Yesterday I took a walk around a small portion of our city. Though there are still ghosts of a troubled past that can be seen nearly everywhere you look, there are countless positives. There are signs of growth. There are signs of independence. Small locally owned business and community gardens. People have dreams and a strong will to make them come true. Soon, many of the neighborhood farmers markets will be alive with locally grown produce and meats. It’s happening…
As winter begins to settle in, we have nothing to look forward to but the future. In 2011, we’ve seen wonderful and great things happen all around the world, and within our own communities. We’ve seen the world question our leaders and bankers, and we’ve seen communities take ownership of their own economies and industry. We’ve been witness to a silent revolution, but it’s just begun.
Here, in Rochester, NY, we’ve seen amazing change led by farmers, independent business owners, and consumers themselves. Farmers markets have sprung up on virtually every other street corner throughout the summer and fall where we can purchase locally produced vegetables, fruits, meats, juices and milk. Our local vendors and store owners are leading the way in setting trends.
This winter there’s a lot of planning going on. Farmers are preparing for next years crops, and markets, vendors are forecasting trends and ideas, and manufacturers are working to keep ahead of the curve.
This is a whole new world we live in. We’re going to see more change in the way the world works in 2012 than ever before. My guess? Your best friend might just be your local farmer.
It seems as if we’re a part of something much bigger than ourselves, a great awakening, of sorts. It’s overwhelmingly exciting! You can see it just about everywhere you go, there are small independent stores and shops, farmers markets on virtually every street corner in the summer months, products being made locally being sold to local vendors, restaurants using locally grown meats and produce. We’re coming into a renaissance or even a silent revolution of sorts.
I would like to hear from every one of you. I would like for each and every reader to leave in the comments, in your own words why this movement to sustainability and localism is so important within your own communities. Tell me what you’re doing to promote your local economy and the environment. I look forward to hearing from each one of you and hopefully we can get a dialog open.

************

**TASKS:**
1 > Please repeat the passage of the post on Rochester's local economy, starting at "Here, in Rochester, NY, we’ve" and ending at "your local farmer.", word for word.
2 > Continue the post on Rochester's local economy, picking up right after its final sentence.
The entries that follow can be ignored.

**RECORDED DATA:**
************

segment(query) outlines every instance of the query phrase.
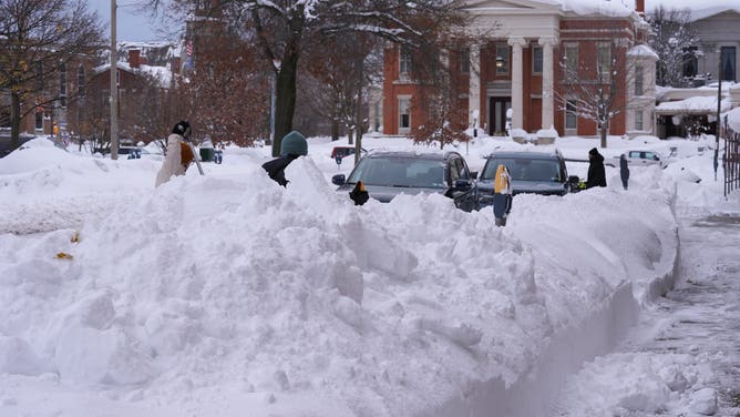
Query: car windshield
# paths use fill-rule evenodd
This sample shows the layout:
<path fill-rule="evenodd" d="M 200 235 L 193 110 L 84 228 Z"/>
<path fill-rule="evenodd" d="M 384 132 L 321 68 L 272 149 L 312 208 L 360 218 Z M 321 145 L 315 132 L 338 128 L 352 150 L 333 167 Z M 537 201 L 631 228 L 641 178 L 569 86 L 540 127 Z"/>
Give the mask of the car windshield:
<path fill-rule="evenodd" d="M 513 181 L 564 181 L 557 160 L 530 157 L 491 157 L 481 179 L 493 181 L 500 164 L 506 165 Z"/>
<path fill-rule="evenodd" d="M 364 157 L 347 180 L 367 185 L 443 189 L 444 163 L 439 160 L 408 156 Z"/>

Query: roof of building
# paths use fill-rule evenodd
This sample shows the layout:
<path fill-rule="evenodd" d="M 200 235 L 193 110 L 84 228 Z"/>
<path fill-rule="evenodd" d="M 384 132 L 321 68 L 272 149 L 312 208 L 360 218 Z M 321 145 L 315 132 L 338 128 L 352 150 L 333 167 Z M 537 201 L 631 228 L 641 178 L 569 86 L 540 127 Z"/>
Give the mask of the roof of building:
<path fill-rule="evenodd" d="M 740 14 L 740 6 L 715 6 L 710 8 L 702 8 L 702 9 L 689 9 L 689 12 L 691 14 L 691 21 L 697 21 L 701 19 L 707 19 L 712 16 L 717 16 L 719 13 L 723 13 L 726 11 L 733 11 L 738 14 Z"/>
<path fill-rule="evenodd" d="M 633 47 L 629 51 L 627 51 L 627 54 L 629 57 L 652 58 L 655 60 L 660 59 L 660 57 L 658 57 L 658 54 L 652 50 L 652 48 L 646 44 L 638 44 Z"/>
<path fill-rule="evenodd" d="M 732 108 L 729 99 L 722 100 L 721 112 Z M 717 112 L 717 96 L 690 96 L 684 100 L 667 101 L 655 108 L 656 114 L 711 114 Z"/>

************

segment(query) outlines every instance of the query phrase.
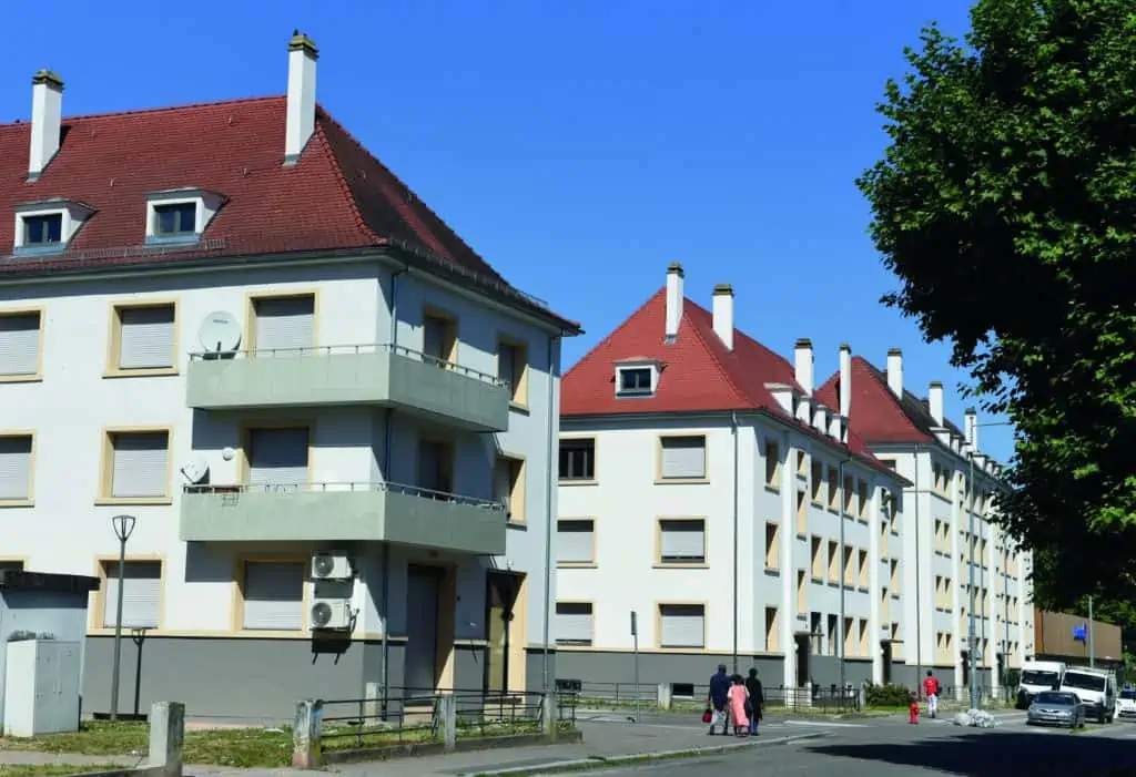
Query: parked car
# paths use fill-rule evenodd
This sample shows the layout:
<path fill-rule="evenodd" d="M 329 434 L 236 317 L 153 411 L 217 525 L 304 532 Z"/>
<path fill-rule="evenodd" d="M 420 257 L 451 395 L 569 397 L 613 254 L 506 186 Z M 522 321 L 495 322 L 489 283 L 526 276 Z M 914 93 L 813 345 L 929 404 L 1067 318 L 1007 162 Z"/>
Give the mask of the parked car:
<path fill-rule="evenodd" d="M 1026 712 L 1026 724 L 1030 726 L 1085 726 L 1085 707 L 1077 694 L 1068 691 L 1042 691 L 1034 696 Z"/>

************

**RESPONSES FOR EACH TASK:**
1 >
Here, in Rochester, NY, we’ve seen amazing change led by farmers, independent business owners, and consumers themselves. Farmers markets have sprung up on virtually every other street corner throughout the summer and fall where we can purchase locally produced vegetables, fruits, meats, juices and milk. Our local vendors and store owners are leading the way in setting trends.
This winter there’s a lot of planning going on. Farmers are preparing for next years crops, and markets, vendors are forecasting trends and ideas, and manufacturers are working to keep ahead of the curve.
This is a whole new world we live in. We’re going to see more change in the way the world works in 2012 than ever before. My guess? Your best friend might just be your local farmer.

2 >
I would like to thank my faithful readers for all the support you’ve given me these past couple months. Though we’re just starting out, I would like for Our Tiny Earth to be as much a part of your life as it is mine. As you know, our goal is to show the world that living responsibly and sustainably within your community can be simple, enjoyable, and more rewarding than one might think.
I would like to thank our local farmers and all the independent, organic, and sustainable farmers who have supported us and the rest of the world through wonderfully nourishing meats and produce that could never be matched in freshness by products shipped in from across the country and the rest of the world.
I would like to thank our small independent businesses who go out of their way to sell products produced locally and within the United States. It is you who keeps us employed. It’s you who makes a difference.
I would like to thank everyone for setting aside your differences, not only today, but everyday to see your neighbor not as someone who’s different from you, but as a human being, a member of your community, as a friend.
I would like to thank my beautiful girlfriend, Michelle for being the most wonderful person I have ever, or will ever meet. I love her with all of my heart. Without her, Our Tiny Earth would never be anything more than a dream.
I hope you all have a great Thanksgiving with your families and your friends. We only have this one chance at life. You only have one chance to get it right.